Action item:
Transcribe the entries exactly as each line appears.
+ + + + + + +
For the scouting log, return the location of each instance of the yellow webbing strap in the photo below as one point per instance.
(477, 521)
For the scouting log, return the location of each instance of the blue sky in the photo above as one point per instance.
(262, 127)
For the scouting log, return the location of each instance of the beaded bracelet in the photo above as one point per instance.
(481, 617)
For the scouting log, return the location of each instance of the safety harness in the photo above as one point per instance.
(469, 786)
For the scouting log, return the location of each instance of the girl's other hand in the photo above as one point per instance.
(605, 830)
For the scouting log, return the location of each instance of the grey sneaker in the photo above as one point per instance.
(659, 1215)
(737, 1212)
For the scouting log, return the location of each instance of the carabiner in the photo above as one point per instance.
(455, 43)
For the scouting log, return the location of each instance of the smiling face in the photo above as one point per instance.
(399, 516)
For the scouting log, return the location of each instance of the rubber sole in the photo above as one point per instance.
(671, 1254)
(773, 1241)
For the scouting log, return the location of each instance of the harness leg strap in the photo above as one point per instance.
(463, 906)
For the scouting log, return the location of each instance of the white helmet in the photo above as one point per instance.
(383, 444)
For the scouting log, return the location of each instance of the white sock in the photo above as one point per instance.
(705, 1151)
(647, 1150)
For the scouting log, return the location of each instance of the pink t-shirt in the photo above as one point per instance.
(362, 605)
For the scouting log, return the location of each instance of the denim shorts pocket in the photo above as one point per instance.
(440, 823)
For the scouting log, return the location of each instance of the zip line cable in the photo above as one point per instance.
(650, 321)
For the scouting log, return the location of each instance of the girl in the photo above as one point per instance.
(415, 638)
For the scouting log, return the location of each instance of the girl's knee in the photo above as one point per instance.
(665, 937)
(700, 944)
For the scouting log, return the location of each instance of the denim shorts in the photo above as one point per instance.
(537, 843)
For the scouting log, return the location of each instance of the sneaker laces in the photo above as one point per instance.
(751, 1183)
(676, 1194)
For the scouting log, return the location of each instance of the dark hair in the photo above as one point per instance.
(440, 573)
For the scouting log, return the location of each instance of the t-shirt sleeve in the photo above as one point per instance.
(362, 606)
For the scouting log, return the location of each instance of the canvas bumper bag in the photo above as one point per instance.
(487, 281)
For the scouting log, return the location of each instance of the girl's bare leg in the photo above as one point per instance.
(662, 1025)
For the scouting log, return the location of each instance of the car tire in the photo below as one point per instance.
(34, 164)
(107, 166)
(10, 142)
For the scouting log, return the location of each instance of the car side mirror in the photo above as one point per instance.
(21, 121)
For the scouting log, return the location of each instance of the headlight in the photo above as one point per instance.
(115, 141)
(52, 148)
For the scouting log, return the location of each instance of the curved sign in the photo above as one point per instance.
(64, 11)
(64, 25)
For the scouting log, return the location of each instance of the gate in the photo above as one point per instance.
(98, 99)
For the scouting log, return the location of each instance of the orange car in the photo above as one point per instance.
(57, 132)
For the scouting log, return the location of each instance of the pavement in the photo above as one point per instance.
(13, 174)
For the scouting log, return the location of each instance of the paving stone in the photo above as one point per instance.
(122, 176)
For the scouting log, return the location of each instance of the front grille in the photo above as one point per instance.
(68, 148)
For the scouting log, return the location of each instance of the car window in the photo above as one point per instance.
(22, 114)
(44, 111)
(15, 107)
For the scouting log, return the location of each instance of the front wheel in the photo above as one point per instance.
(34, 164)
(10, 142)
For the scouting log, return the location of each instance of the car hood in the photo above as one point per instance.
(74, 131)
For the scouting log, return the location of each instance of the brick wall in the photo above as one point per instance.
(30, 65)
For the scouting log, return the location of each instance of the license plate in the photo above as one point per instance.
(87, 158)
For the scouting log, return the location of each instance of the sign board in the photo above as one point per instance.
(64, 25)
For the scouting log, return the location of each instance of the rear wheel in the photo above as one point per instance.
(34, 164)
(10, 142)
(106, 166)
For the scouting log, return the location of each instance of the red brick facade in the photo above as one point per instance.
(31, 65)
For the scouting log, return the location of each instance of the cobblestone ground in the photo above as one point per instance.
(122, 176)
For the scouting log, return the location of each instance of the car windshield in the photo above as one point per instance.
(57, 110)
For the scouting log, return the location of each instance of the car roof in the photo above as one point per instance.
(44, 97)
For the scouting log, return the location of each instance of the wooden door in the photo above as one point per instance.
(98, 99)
+ + + + + + +
Response box:
For the scouting log, return the location of each instance of the yellow webbing strap in the photo below as one point per instance.
(477, 521)
For the scouting log, return the location of each instance of the blue sky in the photo above as one point per instance.
(262, 127)
For the scouting log, return the location of each instance of the beaded bracelet in the photo above as one point per instance.
(481, 617)
For the scouting log, return the location of each instance of the safety harness in the photo above as one point per instance.
(469, 786)
For the scouting log, return the location of each instance of the girl's other hand in the photo above as one point per instance.
(605, 830)
For the scouting log, return the location of each instance of the grey sneaker in the photo above as one point per instance.
(659, 1215)
(737, 1212)
For the scouting log, return the location of each instance of the carabiner in the photo above as one point per instance.
(455, 43)
For the scouting log, return the location of each instance of the smiling face in the photo above as one point per instance.
(399, 516)
For the scouting log, return the location of each instance of the rubber sole in the photo above as one point per instance.
(671, 1254)
(773, 1241)
For the scouting log, return the location of each instance of the harness leg strap in the photo above as one point per instance.
(463, 906)
For the scouting log, return the location of each instance of the white helmet in the photo above as one point per instance.
(383, 444)
For the scouting log, return the location of each instance of the white sock in the photo above as one point per instance.
(705, 1151)
(647, 1150)
For the scouting log, return the location of each instance of the pink t-shirt in the photo above as one point per instance.
(362, 605)
For the scouting log, return the location of each instance of the denim shorts pocket in the photo above as one point per instance.
(440, 823)
For the scouting log, return the location of each instance of the zip line cable in the photo above as one point per instance.
(650, 321)
For the scouting log, return the location of each instance of the girl in the photo above as one point per instance.
(415, 638)
For the scouting log, return the location of each instance of the girl's knee in the photo above as one point per instance.
(665, 937)
(700, 944)
For the scouting log, return the location of each instance of the denim shorts in the photo above as one point per instance.
(537, 843)
For the scouting log, return the location of each instance of the sneaker laces in the photo above as one point per instance.
(751, 1183)
(676, 1194)
For the scouting log, return the location of each instance of the dark hair in the photo above as one point per instance.
(440, 573)
For the scouting log, return the location of each instance of the t-shirt sleeve in the photo above as one point per instance.
(362, 606)
For the scouting log, return the location of each instance of the canvas bumper bag in the photo above as one point per instance.
(487, 281)
For the scouting log, return the location of each instance of the girl's bare leg in the photo above as one point per instance.
(662, 1025)
For the scouting log, return the location of each instance of the car tire in the photo below as one point per instance.
(34, 164)
(107, 166)
(10, 142)
For the scouting log, return the location of each instance of the car side mirror in the photo above as one point per instance.
(21, 121)
For the scouting log, return the location of each instance of the headlight in the photo above as one point per instance.
(115, 141)
(52, 148)
For the scouting log, return the location of each instance of the curved sign in the photo above as one point per instance.
(64, 11)
(64, 25)
For the scouting log, return the location of each instance of the gate in the photo above as one point per instance.
(98, 99)
For the scouting log, return the location of each instance of the orange car in the photo above as one point per instance.
(57, 132)
For the scouting log, return the location of each instance of the pavement in the photo above as one point per instance.
(13, 174)
For the scouting log, return the location of each instance of the paving stone in the photo above as one point per instance.
(122, 176)
For the scouting log, return the location of each instance of the front grille in the photo above as one point per instance.
(68, 148)
For the scouting log, return the location of each instance of the car window in the photo above as one point per instance.
(22, 114)
(44, 111)
(15, 107)
For the scouting log, return the location of each instance of the front wheel in the photo above as one point per instance.
(34, 164)
(10, 142)
For the scouting log, return the location of each instance of the car hood in the photo above as one point per instance.
(74, 131)
For the scouting log, return the location of each instance of the brick wall in the photo above as one point per instance.
(30, 65)
For the scouting log, return the location of each instance of the license plate in the photo above as one point per instance.
(87, 158)
For the scouting log, return the location of each instance of the sign board in the photo above as one point per instance.
(64, 25)
For the scouting log, return the location of each instance of the rear wheel in the photo above as one point per instance.
(34, 164)
(10, 142)
(106, 166)
For the scouting log, return the location of each instance of the red brick facade in the photo above as one point per instance.
(31, 65)
For the scouting log, return the location of each instance of the cobblestone ground in the photo above as one point per instance.
(122, 176)
For the scouting log, return the location of each instance of the car windshield in the photo above as one point per instance.
(57, 110)
For the scouting log, return the location of each instance of the car roof in the photo above as one point per instance.
(44, 97)
For the scouting log, return the location of each instance of the wooden door in the photo above as one point per instance.
(98, 99)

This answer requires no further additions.